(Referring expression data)
BEGIN

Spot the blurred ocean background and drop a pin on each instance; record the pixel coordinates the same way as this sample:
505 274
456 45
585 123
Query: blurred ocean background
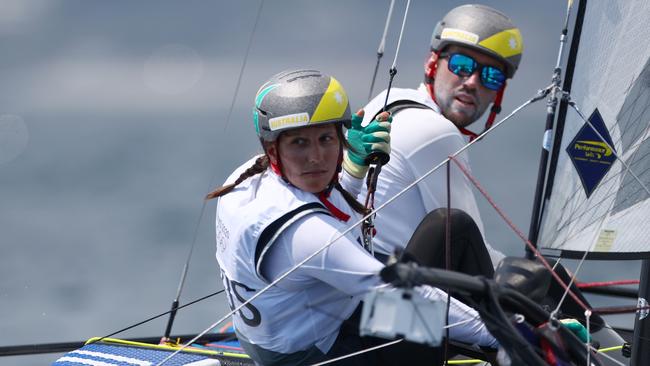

END

Only the records, copied exactly and without pictures, should make up the answer.

Spot the blurred ocean background and drop a pin on each instance; record the pixel coordinates the same way as this sample:
505 274
456 45
585 123
Query: blurred ocean background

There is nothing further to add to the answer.